***** Supplied information

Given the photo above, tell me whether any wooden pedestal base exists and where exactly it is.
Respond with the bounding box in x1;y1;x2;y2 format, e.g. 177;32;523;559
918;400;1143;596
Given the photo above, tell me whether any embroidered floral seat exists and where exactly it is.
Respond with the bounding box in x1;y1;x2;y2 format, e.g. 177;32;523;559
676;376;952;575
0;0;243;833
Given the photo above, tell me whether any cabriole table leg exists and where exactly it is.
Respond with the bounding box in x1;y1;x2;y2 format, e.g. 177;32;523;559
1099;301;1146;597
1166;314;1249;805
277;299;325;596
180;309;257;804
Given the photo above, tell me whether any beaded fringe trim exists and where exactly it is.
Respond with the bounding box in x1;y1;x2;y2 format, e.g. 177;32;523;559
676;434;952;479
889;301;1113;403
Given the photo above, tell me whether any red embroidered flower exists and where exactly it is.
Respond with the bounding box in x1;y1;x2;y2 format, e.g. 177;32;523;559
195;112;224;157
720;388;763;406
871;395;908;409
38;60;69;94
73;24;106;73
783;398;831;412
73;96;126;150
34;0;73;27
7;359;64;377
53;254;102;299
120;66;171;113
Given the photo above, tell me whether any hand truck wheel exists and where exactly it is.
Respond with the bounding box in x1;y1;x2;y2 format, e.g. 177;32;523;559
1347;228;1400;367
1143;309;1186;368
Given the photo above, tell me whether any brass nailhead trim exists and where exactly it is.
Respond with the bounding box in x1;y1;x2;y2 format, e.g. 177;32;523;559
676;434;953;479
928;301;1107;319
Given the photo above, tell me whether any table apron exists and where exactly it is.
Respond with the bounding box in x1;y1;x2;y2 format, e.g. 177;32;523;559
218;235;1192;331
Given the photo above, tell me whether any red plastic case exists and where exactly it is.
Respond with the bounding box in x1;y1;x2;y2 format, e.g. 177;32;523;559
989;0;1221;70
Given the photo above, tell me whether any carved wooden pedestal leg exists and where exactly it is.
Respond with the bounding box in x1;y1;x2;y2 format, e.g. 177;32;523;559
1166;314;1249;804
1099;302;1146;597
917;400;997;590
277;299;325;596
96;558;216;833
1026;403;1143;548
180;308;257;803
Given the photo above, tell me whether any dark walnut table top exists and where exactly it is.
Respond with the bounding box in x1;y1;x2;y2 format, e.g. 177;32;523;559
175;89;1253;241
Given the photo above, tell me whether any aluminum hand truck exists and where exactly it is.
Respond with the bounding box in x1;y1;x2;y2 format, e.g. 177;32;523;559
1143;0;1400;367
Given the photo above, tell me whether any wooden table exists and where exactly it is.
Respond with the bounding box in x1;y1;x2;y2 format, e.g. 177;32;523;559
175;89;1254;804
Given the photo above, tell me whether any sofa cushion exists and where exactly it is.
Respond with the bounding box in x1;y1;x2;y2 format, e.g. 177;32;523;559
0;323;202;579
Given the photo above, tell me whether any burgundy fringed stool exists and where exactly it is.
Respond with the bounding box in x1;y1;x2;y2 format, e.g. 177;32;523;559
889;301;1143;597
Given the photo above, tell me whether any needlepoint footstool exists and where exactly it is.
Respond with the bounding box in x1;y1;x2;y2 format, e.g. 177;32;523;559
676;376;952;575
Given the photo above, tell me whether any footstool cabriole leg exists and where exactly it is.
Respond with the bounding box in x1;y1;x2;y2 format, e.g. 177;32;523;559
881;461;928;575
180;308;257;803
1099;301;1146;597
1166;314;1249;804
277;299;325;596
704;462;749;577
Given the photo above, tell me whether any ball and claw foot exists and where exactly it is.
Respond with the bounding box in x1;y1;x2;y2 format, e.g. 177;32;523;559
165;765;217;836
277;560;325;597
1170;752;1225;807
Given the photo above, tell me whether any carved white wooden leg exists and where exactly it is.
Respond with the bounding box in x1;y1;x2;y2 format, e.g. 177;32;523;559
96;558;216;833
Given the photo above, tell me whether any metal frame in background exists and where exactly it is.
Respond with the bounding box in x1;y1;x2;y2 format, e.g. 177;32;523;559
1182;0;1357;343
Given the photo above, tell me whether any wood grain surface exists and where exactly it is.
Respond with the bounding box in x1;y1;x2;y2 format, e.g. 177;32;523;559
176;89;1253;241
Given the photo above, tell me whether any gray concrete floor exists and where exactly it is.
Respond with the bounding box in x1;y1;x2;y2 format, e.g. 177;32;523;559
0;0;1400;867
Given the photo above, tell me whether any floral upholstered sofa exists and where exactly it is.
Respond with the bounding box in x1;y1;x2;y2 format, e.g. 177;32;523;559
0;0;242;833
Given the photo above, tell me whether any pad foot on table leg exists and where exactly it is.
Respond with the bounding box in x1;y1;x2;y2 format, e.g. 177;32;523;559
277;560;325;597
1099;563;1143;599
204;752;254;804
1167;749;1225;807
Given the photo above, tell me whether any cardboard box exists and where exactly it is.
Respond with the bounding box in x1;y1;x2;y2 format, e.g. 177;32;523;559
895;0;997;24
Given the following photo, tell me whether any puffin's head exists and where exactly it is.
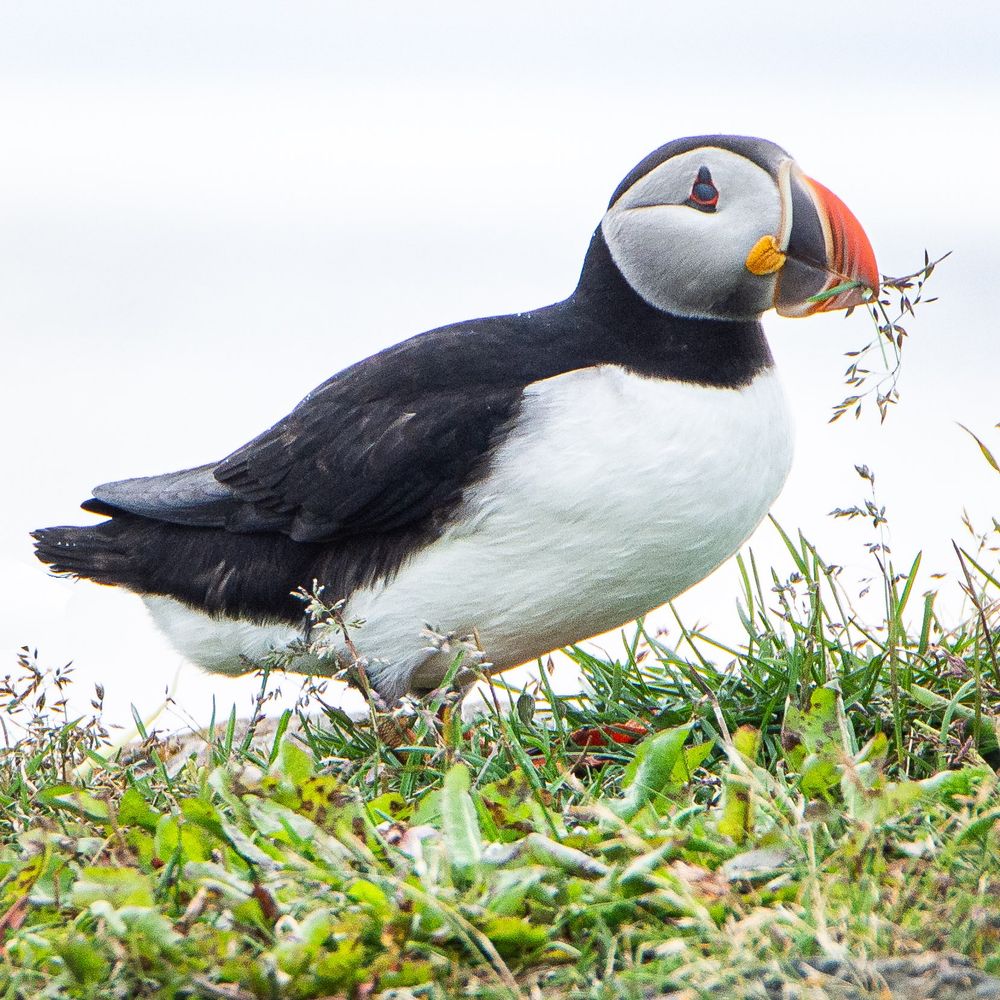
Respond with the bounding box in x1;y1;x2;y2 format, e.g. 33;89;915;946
601;135;878;319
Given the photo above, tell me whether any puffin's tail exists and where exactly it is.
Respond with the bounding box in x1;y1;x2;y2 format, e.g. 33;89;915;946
32;501;316;622
31;518;139;586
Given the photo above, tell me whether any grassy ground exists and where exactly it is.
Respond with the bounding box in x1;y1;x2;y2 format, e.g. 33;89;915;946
0;508;1000;1000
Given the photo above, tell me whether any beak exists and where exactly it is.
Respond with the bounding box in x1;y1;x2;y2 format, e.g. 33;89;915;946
747;164;879;316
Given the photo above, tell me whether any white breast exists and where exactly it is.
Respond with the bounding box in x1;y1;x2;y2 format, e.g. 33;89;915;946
348;366;792;692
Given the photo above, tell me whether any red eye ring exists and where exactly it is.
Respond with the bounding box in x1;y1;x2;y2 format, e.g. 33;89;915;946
686;167;719;212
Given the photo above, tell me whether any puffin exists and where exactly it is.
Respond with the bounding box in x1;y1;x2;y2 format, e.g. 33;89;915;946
33;135;879;703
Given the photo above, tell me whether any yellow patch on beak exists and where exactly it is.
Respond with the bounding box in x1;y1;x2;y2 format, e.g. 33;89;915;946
746;236;785;275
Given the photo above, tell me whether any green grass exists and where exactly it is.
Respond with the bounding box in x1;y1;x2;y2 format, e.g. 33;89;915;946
0;508;1000;1000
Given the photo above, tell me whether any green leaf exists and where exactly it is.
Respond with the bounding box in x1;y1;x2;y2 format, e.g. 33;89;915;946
118;786;160;832
806;280;862;302
608;726;691;819
277;739;314;787
38;785;109;823
441;764;482;874
719;726;760;844
958;424;1000;472
55;934;108;995
483;916;549;958
72;866;153;909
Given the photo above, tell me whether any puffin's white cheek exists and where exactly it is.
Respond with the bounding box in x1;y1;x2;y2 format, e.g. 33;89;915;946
602;205;746;316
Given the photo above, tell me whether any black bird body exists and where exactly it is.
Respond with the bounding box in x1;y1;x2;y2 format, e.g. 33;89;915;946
35;140;876;697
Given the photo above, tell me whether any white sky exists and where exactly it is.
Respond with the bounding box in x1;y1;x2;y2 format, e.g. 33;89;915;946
0;0;1000;726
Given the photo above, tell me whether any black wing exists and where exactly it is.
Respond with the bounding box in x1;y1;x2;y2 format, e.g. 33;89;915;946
90;318;530;542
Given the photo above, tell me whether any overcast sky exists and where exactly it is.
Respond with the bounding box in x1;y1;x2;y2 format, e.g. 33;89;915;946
0;0;1000;727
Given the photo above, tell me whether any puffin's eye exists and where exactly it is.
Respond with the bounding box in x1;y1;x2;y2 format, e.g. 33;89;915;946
685;167;719;212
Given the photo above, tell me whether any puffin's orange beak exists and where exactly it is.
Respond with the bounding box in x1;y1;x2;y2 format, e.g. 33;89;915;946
746;166;879;316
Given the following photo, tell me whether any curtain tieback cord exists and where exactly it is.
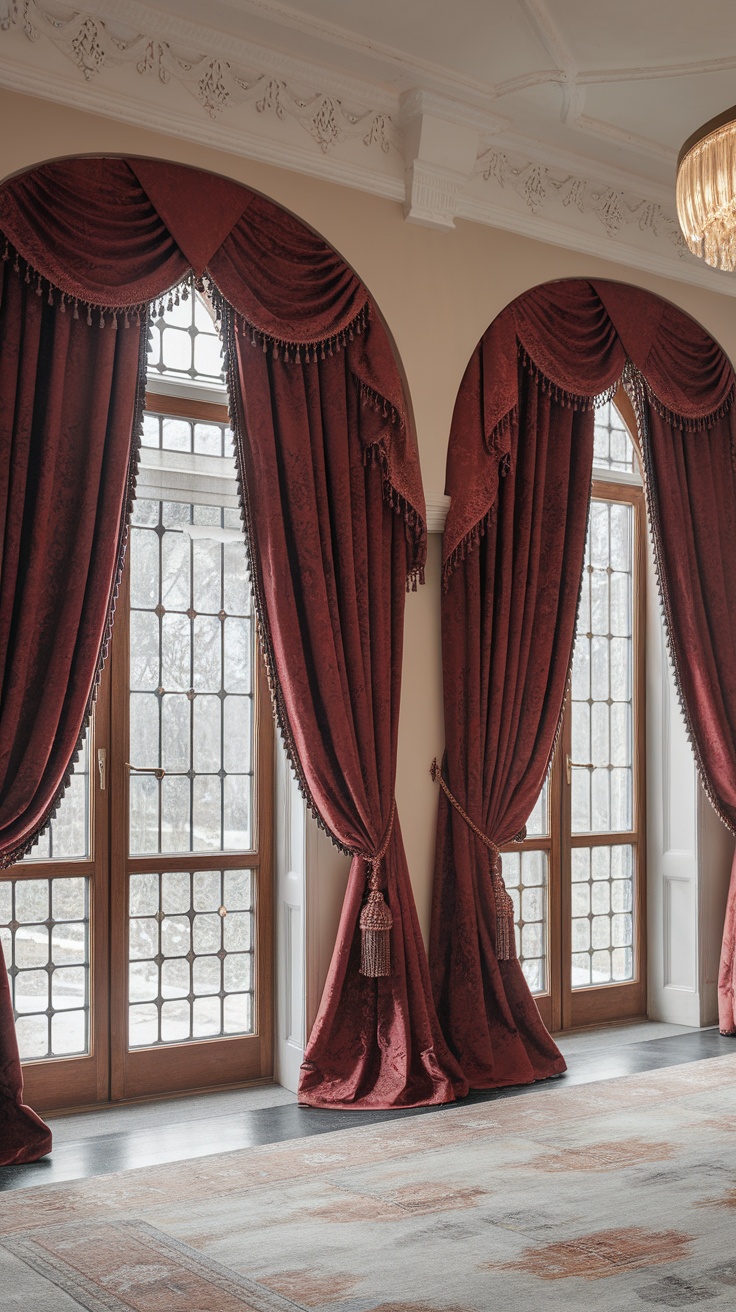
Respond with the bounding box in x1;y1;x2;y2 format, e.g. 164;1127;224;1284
356;798;396;979
429;757;526;962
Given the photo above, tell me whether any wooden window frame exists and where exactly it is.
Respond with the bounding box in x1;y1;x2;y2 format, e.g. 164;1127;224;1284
17;391;274;1113
505;419;647;1033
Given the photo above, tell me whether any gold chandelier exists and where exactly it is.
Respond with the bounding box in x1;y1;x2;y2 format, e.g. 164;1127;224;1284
677;105;736;273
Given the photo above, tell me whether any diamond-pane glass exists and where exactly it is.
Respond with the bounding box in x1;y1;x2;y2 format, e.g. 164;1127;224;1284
571;500;634;833
0;878;89;1061
572;844;636;988
130;495;253;855
148;285;224;388
593;401;638;474
129;870;256;1048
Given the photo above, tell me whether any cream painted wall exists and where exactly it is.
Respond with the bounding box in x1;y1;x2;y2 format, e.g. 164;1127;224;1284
0;84;736;991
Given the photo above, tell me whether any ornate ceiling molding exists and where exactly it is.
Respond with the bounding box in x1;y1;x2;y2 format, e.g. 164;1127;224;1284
0;0;398;155
474;147;690;260
0;0;736;295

**********

● **Stated exercise**
Convert the lines from the start up to and including the line with "1143;309;1186;368" into a Markdown table with the columns No. and Text, skipping blank lines.

● **Result of this task**
| No. | Text |
|---|---|
| 1 | Given the photo above, tell me whether any wooden pedestal base exists and where exactly it is. |
| 2 | Respond with the bounding box in x1;y1;x2;y2 format, e.g. 177;32;523;559 |
| 3 | 918;400;1143;596 |
| 4 | Given the photo above, tell me whether any embroidered floral seat exists and where exactly it is. |
| 5 | Respond with the bounding box in x1;y1;x2;y2 format, e.g. 177;32;523;559 |
| 6 | 676;376;952;575 |
| 7 | 0;0;243;833 |
| 8 | Given the photo above, tell me whether any cabriole table leg exists and where exactly it is. |
| 9 | Respond with the bounding box in x1;y1;x2;y2 format, e.g. 177;32;523;559 |
| 10 | 1099;301;1146;597 |
| 11 | 1166;314;1249;805 |
| 12 | 277;299;325;596 |
| 13 | 180;309;257;804 |
| 14 | Given the photo above, tell me whether any beaded fringe trim exists and where exactly it is. |
| 15 | Respond with the bounding box in x1;y1;x2;y2 format, e.g. 177;32;523;559 |
| 16 | 676;434;952;479 |
| 17 | 889;301;1113;403 |
| 18 | Given the photo above, tell me whether any red embroidered flower exists and where exactly it is. |
| 19 | Respond with the bounding box in x1;y1;x2;y2 format, e.g. 177;32;523;559 |
| 20 | 195;112;224;157 |
| 21 | 720;388;763;406 |
| 22 | 871;395;908;409 |
| 23 | 38;60;69;94 |
| 24 | 73;24;106;73 |
| 25 | 783;398;831;412 |
| 26 | 73;96;126;150 |
| 27 | 34;0;73;27 |
| 28 | 7;359;64;377 |
| 29 | 53;254;102;299 |
| 30 | 120;66;171;113 |
| 31 | Given the photo above, tell me whether any hand truck wheel exists and where exactly it is. |
| 32 | Respond with the bounding box in x1;y1;x2;y2 format, e.g. 177;32;523;559 |
| 33 | 1347;228;1400;367 |
| 34 | 1143;309;1186;368 |